-- Begin Exercise material --
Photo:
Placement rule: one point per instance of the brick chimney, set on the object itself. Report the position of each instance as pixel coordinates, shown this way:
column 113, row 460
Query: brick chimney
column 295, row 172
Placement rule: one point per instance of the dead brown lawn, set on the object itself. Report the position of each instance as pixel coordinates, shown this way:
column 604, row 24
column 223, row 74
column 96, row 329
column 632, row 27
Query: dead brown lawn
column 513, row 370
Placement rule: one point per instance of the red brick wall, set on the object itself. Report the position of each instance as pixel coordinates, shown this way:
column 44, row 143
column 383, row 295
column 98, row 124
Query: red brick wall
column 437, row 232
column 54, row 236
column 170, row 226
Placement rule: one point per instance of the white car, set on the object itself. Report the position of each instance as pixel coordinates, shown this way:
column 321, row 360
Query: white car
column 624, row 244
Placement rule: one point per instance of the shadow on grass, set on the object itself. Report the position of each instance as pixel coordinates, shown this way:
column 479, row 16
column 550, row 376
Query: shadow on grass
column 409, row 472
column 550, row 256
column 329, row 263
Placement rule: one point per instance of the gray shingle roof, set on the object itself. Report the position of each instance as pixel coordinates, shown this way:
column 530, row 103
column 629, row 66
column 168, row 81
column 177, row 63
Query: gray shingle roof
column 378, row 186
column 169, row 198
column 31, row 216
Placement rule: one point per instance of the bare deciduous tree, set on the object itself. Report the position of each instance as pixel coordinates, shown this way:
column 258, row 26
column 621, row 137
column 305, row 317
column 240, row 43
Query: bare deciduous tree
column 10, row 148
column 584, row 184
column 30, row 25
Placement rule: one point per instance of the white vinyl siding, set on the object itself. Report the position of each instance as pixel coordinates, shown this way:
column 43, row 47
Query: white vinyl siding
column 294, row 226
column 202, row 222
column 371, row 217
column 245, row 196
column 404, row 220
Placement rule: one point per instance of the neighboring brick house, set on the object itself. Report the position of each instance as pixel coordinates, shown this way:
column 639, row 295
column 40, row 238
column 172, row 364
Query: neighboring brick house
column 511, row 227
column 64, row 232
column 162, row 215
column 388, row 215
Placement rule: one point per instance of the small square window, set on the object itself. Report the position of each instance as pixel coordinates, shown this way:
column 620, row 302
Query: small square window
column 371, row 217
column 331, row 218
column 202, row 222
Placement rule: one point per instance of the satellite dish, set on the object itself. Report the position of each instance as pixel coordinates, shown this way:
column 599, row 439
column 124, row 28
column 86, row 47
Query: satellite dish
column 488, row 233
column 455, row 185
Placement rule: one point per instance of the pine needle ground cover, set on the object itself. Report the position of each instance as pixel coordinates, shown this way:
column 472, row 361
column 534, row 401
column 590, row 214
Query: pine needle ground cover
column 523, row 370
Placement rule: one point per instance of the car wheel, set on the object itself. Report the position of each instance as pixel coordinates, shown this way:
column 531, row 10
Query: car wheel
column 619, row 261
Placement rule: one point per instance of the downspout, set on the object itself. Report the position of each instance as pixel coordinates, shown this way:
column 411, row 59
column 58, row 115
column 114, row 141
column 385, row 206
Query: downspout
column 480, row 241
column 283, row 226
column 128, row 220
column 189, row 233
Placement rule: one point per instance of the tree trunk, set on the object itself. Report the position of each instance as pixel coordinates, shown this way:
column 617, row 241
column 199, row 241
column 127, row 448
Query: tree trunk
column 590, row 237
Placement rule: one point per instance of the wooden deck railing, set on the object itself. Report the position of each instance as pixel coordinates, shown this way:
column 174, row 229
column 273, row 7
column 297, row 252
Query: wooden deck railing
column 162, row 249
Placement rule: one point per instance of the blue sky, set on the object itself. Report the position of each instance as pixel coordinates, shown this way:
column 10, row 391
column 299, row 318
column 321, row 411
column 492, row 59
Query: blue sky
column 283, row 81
-- End Exercise material --
* Exercise instructions *
Reproduce the rows word for word, from the first line up to and including the line that contains "column 170, row 226".

* Right answer *
Photo:
Placement rule: one point per instance of the brick chimney, set on the object itself. Report the position of each instance as pixel coordinates, shown this way:
column 113, row 460
Query: brick chimney
column 295, row 172
Placement rule: one point per instance of the dead brown lawn, set on the object itself. Report the position of each instance as pixel coordinates, shown this way:
column 604, row 24
column 223, row 74
column 96, row 329
column 632, row 27
Query: dead brown lawn
column 513, row 370
Placement rule: one point per instance of the red brick wall, set on the object itself. Report the position of each instance as pixel coordinates, shown this way:
column 44, row 143
column 383, row 295
column 98, row 124
Query: red brick wall
column 437, row 232
column 54, row 236
column 170, row 226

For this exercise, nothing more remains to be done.